▶ _Directions for this task_: Write out every entry exactly as it appears, omitting the pictures.

---*---

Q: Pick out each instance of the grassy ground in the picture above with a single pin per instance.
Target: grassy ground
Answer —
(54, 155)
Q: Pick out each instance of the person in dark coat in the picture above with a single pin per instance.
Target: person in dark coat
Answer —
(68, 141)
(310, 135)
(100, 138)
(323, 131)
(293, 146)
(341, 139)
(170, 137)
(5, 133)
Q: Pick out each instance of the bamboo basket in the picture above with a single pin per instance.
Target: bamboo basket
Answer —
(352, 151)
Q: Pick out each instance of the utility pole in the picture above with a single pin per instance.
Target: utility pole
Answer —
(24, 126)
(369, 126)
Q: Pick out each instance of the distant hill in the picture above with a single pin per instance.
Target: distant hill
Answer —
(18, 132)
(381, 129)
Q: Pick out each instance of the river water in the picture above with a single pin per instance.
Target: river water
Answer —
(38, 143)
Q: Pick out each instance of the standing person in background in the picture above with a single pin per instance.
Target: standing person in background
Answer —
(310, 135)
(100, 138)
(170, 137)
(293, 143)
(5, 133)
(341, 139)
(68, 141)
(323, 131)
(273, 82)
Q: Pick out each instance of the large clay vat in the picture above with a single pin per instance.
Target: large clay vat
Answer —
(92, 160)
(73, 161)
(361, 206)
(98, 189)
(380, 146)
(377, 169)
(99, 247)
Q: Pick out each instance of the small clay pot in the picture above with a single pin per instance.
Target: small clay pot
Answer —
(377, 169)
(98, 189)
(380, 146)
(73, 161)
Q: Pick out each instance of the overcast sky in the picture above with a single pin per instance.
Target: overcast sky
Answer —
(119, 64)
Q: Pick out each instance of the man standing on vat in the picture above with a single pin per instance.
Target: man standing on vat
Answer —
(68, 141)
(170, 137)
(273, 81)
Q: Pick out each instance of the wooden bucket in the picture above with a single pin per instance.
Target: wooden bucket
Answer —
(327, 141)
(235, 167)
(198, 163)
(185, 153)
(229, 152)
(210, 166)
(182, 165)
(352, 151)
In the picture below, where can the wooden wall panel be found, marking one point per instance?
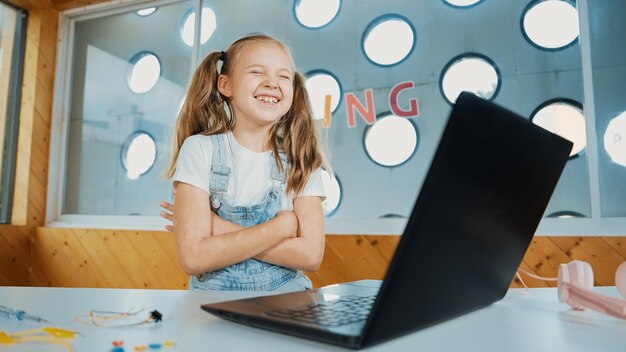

---*---

▶ _Response to this task_:
Q: Pick out each instance of the grassy ground in the picture above with a single pin per instance.
Target: grassy ground
Answer —
(54, 155)
Q: Pick out each instance of the person in dark coat in the picture above with a single pin per instance.
Target: person in dark coat
Answer —
(68, 141)
(310, 135)
(100, 138)
(323, 131)
(293, 146)
(341, 139)
(170, 137)
(5, 133)
Q: Pick out each instance of the bamboo basket in the picture above with a single pin per instance.
Target: bamboo basket
Answer —
(352, 151)
Q: Pick out each instance of the utility pole in the picture above with a single pin per instance.
Target: utility pole
Answer —
(24, 126)
(369, 126)
Q: Pick out each instance of the distant hill in the picture above with a single pin per instance.
Target: distant hill
Answer —
(18, 132)
(381, 129)
Q: Pick out each instance of the river water in the picture above with a single pin per instance.
Target: river water
Answer —
(38, 143)
Q: Pick out each instance of the standing person in background in the picture above with a single pin per instance.
Target: standing person in background
Answer —
(310, 135)
(100, 138)
(170, 137)
(293, 143)
(5, 133)
(341, 139)
(68, 141)
(323, 131)
(273, 82)
Q: Pick out each instance of the large clay vat in the picture above with a single pin per instance.
Target: large clay vat
Answer —
(92, 160)
(73, 161)
(361, 206)
(98, 189)
(380, 146)
(377, 169)
(99, 247)
Q: Pick out each instance of the small clay pot in the picture above with a single pin per instance.
Target: small clay pot
Answer —
(377, 169)
(98, 189)
(380, 146)
(73, 161)
Q: Pick out each instance of the overcast sky in the picture above with a single pin per instance.
Target: overcast sky
Answer —
(119, 64)
Q: Pick out each instance of the man standing on vat in the picture above with a single pin per instance.
Target: man standing on vat
Answer —
(68, 141)
(170, 137)
(273, 81)
Q: Pick out each instance of the wooden bucket in the picture above with a single pin per instance.
Target: wooden bucket
Answer —
(327, 141)
(235, 167)
(198, 163)
(185, 153)
(229, 152)
(210, 166)
(182, 165)
(352, 151)
In the picture below, where can the wooden wall panel be found, marking one point per instance?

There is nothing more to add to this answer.